**WORK TASK**
Two lines in the data below mark the range: the one with "Target: stone statue of soldier" and the one with "Tag the concrete". Return both, along with every line between them, exactly.
[[ EXERCISE MATERIAL open ]]
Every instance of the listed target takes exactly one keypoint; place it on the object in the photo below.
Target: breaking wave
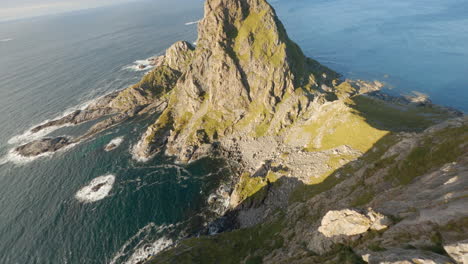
(29, 135)
(192, 23)
(139, 247)
(96, 190)
(114, 143)
(14, 157)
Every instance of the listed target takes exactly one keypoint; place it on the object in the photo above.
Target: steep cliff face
(404, 201)
(243, 68)
(331, 171)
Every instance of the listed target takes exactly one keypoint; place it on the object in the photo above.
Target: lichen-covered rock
(345, 222)
(179, 56)
(458, 251)
(242, 71)
(154, 84)
(402, 256)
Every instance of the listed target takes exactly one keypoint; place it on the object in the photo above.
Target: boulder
(345, 222)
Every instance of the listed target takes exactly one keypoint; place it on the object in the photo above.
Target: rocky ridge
(329, 170)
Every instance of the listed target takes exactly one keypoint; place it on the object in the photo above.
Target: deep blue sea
(51, 65)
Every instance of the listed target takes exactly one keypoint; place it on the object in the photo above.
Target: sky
(17, 9)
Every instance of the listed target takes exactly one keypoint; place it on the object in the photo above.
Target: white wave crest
(14, 157)
(140, 65)
(192, 23)
(29, 135)
(146, 251)
(134, 151)
(138, 248)
(96, 190)
(114, 143)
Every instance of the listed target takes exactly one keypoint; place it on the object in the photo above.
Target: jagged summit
(243, 67)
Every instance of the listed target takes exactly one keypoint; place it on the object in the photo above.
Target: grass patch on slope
(434, 151)
(249, 244)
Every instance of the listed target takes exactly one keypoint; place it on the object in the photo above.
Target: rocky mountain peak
(243, 78)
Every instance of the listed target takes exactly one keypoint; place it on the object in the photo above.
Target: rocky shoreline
(325, 170)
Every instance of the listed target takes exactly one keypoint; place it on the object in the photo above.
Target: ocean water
(51, 65)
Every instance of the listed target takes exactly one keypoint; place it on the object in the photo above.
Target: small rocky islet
(327, 170)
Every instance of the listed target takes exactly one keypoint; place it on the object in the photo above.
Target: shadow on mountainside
(250, 245)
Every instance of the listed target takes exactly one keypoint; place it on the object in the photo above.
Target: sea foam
(136, 65)
(114, 143)
(192, 23)
(139, 247)
(14, 157)
(146, 251)
(29, 135)
(96, 190)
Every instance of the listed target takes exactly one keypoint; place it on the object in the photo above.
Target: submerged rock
(42, 146)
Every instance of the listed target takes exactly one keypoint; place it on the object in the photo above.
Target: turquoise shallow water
(50, 64)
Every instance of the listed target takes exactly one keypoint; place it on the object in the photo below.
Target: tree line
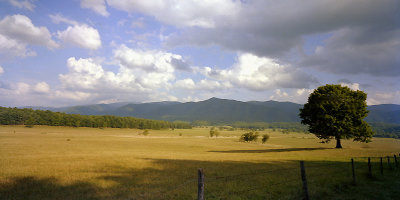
(30, 117)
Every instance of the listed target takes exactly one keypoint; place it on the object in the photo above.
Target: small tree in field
(334, 111)
(145, 132)
(250, 136)
(265, 138)
(212, 132)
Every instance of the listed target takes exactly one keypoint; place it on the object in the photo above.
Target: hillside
(212, 110)
(220, 111)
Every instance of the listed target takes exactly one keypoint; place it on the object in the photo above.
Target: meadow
(90, 163)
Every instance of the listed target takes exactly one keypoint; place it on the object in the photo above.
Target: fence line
(351, 170)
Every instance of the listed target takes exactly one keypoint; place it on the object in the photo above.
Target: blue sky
(62, 53)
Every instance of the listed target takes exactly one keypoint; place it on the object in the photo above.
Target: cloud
(20, 28)
(25, 4)
(17, 32)
(292, 95)
(142, 76)
(375, 98)
(98, 6)
(204, 84)
(363, 36)
(190, 13)
(57, 18)
(353, 86)
(359, 51)
(79, 34)
(41, 88)
(261, 73)
(82, 36)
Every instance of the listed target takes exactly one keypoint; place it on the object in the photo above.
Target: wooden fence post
(353, 171)
(200, 185)
(304, 180)
(369, 167)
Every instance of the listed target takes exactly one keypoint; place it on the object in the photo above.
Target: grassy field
(87, 163)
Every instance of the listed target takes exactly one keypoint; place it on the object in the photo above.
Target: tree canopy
(334, 111)
(16, 116)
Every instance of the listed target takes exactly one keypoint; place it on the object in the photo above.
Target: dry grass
(86, 163)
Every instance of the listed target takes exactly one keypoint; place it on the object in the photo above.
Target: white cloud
(24, 4)
(17, 32)
(374, 98)
(292, 95)
(13, 48)
(59, 18)
(82, 36)
(79, 34)
(22, 88)
(20, 28)
(353, 86)
(261, 73)
(98, 6)
(362, 36)
(41, 88)
(190, 13)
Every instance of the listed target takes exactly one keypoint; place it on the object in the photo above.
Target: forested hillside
(30, 117)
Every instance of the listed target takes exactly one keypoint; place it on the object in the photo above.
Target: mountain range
(219, 111)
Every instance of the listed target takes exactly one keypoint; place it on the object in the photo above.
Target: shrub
(216, 133)
(250, 136)
(145, 132)
(265, 138)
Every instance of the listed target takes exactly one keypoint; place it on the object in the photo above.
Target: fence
(282, 183)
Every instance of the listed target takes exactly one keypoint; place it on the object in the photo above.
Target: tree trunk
(338, 144)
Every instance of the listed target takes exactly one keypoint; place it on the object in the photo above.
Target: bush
(145, 132)
(250, 136)
(265, 138)
(213, 132)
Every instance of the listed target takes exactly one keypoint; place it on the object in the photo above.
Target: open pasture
(89, 163)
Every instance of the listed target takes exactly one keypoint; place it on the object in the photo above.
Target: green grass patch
(89, 163)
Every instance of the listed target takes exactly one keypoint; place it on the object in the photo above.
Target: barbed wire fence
(308, 176)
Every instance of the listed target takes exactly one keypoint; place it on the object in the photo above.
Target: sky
(78, 52)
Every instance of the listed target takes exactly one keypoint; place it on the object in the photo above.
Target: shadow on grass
(270, 150)
(45, 189)
(177, 179)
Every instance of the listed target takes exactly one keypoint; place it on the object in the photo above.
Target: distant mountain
(388, 113)
(220, 111)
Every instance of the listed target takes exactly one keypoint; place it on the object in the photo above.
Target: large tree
(334, 111)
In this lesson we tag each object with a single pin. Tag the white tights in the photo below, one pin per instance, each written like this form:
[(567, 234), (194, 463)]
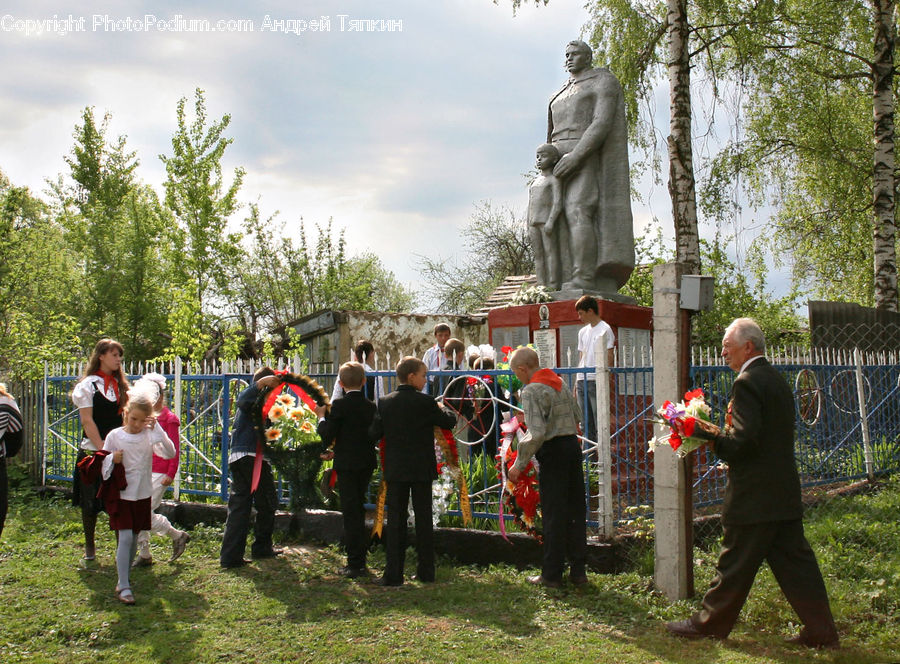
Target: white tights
[(124, 555)]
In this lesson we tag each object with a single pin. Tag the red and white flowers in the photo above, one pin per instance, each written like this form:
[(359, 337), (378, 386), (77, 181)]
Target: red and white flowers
[(682, 419)]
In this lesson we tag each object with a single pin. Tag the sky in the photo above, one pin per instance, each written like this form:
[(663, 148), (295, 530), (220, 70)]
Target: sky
[(396, 134)]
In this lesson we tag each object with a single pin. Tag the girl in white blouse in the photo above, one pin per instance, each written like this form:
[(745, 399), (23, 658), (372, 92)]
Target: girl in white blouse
[(133, 446), (100, 397)]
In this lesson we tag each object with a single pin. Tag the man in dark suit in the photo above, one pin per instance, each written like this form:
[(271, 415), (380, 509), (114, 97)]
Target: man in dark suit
[(406, 420), (346, 429), (762, 513)]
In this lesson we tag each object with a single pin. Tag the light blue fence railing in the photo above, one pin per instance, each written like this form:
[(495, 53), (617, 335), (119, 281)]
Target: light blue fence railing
[(833, 445)]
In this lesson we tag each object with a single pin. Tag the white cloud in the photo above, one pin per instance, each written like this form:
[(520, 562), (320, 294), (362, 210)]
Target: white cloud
[(395, 135)]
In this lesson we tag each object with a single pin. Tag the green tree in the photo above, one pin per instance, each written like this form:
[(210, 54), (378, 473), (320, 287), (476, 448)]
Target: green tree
[(117, 227), (202, 202), (38, 285), (496, 246), (280, 281), (812, 83), (90, 206)]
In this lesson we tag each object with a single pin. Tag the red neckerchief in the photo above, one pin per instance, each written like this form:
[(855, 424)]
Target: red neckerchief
[(547, 377), (107, 381)]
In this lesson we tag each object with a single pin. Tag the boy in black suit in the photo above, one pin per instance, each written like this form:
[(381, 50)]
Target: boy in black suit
[(345, 429), (406, 419)]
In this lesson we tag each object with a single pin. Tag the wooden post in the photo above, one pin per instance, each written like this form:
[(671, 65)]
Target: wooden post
[(672, 497)]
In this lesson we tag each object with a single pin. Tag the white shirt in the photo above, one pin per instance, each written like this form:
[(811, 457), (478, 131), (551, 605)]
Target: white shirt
[(137, 457), (83, 397), (433, 358), (587, 339), (749, 362)]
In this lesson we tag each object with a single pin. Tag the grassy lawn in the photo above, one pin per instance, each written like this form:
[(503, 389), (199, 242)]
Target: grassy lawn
[(296, 609)]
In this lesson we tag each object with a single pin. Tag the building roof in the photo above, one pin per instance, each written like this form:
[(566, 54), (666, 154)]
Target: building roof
[(505, 292)]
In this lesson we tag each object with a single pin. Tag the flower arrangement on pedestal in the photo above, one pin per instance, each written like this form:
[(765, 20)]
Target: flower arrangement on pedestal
[(285, 416), (523, 498), (684, 419)]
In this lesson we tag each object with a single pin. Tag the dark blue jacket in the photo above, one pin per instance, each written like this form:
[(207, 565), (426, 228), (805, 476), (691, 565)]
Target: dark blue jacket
[(243, 434)]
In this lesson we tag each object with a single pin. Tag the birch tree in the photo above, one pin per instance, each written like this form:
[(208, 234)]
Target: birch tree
[(884, 247)]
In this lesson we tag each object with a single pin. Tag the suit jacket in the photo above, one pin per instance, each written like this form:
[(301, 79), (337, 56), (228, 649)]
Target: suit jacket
[(406, 419), (347, 426), (763, 484)]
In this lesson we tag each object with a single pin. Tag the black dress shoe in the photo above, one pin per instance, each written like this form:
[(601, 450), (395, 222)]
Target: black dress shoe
[(686, 629), (539, 580), (802, 639), (235, 564)]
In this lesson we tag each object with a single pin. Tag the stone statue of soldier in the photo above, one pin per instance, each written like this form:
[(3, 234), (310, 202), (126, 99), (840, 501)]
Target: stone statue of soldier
[(586, 123)]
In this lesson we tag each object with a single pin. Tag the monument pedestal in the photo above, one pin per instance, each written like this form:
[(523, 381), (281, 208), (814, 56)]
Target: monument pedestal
[(553, 328)]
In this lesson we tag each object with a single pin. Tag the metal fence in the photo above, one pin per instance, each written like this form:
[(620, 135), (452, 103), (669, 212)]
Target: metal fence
[(848, 429)]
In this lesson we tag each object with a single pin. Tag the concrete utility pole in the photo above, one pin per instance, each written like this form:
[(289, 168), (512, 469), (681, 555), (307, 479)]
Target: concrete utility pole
[(672, 476)]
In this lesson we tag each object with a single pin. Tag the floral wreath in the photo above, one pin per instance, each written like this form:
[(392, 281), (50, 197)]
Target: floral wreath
[(523, 498), (445, 441), (308, 391)]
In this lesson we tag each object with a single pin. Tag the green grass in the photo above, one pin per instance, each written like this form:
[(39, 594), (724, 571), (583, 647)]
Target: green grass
[(296, 609)]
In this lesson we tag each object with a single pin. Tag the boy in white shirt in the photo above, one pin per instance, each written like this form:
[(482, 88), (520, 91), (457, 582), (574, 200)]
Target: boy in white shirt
[(589, 313)]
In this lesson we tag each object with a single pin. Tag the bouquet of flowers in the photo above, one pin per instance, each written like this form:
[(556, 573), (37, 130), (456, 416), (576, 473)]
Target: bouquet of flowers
[(685, 419), (292, 424), (523, 498), (285, 418)]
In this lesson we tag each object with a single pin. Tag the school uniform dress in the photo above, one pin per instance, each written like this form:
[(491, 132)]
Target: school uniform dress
[(347, 428), (101, 396), (133, 508), (762, 512), (406, 419)]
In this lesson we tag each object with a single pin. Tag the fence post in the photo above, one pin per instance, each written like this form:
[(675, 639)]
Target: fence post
[(45, 428), (177, 403), (672, 477), (604, 451), (863, 416)]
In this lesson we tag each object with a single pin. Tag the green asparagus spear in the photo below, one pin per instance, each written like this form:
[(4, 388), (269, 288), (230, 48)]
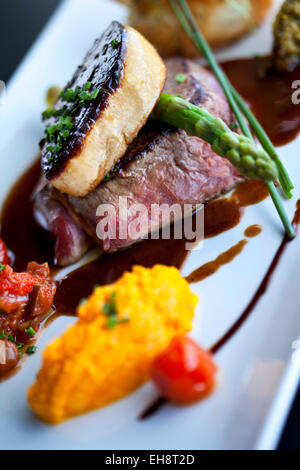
[[ EXERCISE MATERIAL closed ]]
**ANSWER TO THIS TASK**
Target: stone statue of soldier
[(586, 123)]
In this lesson we tag each object with a single pin. Tag the monument pedestal in the photo above, one pin per instance, each written like this form:
[(523, 381), (281, 208), (814, 56)]
Target: monument pedestal
[(553, 328)]
In this lesson we tag each object with a single pin. Tag the metal fence in the photo above, one pin per instance, each written like this form:
[(620, 135), (452, 103), (669, 212)]
Target: metal fence
[(848, 429)]
In this lesson we tag each object with a single pin. Tag the concrete utility pole in the photo above, one pin per instance, each written like this form:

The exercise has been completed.